:: EXERCISE DATA

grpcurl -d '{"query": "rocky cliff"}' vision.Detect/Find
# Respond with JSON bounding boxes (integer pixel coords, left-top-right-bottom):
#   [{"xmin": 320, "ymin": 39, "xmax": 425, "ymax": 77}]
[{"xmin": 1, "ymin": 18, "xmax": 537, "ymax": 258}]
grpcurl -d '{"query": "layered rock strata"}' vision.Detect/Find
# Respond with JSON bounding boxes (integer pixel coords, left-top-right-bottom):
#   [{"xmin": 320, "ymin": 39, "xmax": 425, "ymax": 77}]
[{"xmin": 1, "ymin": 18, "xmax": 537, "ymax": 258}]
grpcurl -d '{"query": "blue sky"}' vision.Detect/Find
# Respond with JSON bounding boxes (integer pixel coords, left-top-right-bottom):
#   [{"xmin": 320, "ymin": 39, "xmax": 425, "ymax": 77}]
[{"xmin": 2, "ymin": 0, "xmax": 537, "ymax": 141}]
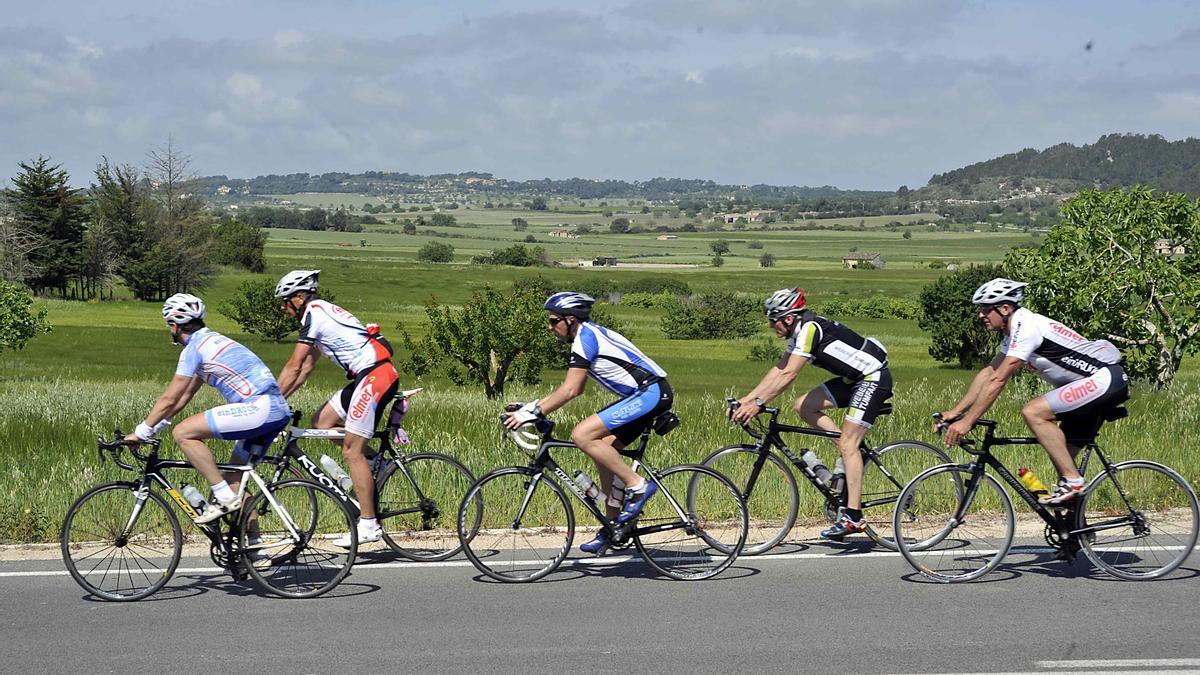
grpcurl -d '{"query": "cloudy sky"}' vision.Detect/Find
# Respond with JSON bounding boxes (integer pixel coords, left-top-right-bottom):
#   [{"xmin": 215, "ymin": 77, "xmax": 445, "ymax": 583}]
[{"xmin": 2, "ymin": 0, "xmax": 1197, "ymax": 190}]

::::

§ **WHAT YOU WILL DO**: Copy each line from the data above that includes "Detect".

§ **OUTPUT OF THE TASK**:
grpcurl -d '{"query": "rocky cliff"}' vision.Detect/Find
grpcurl -d '{"query": "layered rock strata"}' vision.Detect/Find
grpcurl -d '{"query": "blue sky"}' vision.Detect/Find
grpcurl -d '{"query": "cloudy sky"}' vision.Detect/Find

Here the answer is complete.